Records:

==*==

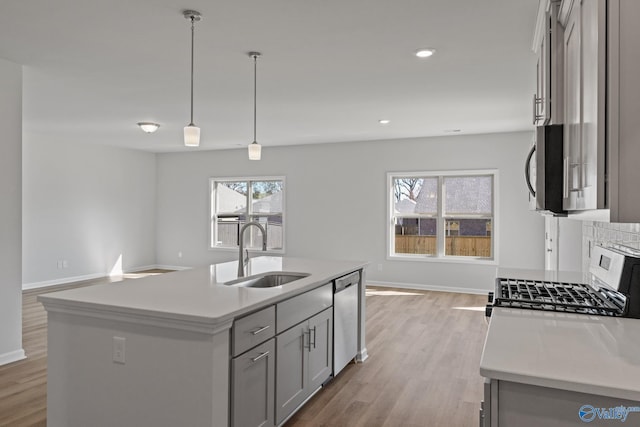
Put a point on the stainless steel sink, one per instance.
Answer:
(267, 280)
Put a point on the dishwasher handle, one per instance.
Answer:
(344, 282)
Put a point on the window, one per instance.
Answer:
(237, 201)
(442, 215)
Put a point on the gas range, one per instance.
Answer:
(613, 289)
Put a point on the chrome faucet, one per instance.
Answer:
(241, 259)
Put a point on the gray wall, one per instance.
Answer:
(10, 212)
(89, 205)
(336, 203)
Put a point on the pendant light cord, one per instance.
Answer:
(192, 42)
(255, 91)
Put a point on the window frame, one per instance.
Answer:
(441, 217)
(213, 214)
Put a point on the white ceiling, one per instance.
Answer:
(330, 69)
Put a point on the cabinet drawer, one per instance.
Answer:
(253, 329)
(302, 307)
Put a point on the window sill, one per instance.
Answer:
(449, 259)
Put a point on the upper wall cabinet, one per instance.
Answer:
(601, 108)
(548, 46)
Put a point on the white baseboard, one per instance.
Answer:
(172, 267)
(12, 356)
(65, 280)
(423, 287)
(61, 281)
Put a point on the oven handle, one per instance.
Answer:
(527, 173)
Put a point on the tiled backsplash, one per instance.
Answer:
(603, 233)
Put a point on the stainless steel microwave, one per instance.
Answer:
(543, 170)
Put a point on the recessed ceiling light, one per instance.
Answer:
(148, 127)
(425, 53)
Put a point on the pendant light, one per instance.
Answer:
(255, 149)
(191, 131)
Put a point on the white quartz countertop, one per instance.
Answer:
(197, 295)
(589, 354)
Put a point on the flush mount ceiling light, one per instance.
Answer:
(148, 127)
(191, 131)
(425, 53)
(255, 149)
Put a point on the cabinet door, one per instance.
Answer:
(593, 59)
(320, 348)
(542, 98)
(253, 377)
(291, 384)
(572, 116)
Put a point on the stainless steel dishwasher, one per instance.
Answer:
(345, 320)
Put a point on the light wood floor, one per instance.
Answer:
(423, 367)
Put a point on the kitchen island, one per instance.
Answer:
(160, 351)
(558, 369)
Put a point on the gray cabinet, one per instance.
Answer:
(252, 386)
(548, 46)
(602, 98)
(511, 404)
(253, 369)
(584, 138)
(304, 362)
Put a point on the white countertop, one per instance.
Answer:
(588, 354)
(197, 296)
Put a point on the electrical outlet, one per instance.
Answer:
(119, 349)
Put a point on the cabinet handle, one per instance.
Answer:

==*==

Convert the lines from the one containing "Put a point on the white countertop, one" through the end of the records, both included, into a Markdown table with the columns Row and Text. Leave out blank lines.

(Exercise result):
| Row | Text |
|---|---|
| 1 | Put a point on the white countertop, one per instance. |
| 2 | Answer: |
| 3 | (588, 354) |
| 4 | (197, 296) |
| 5 | Put a point on the electrical outlet, one per instance. |
| 6 | Answer: |
| 7 | (119, 349) |
| 8 | Put a point on the cabinet handle, one per instance. |
| 9 | Answer: |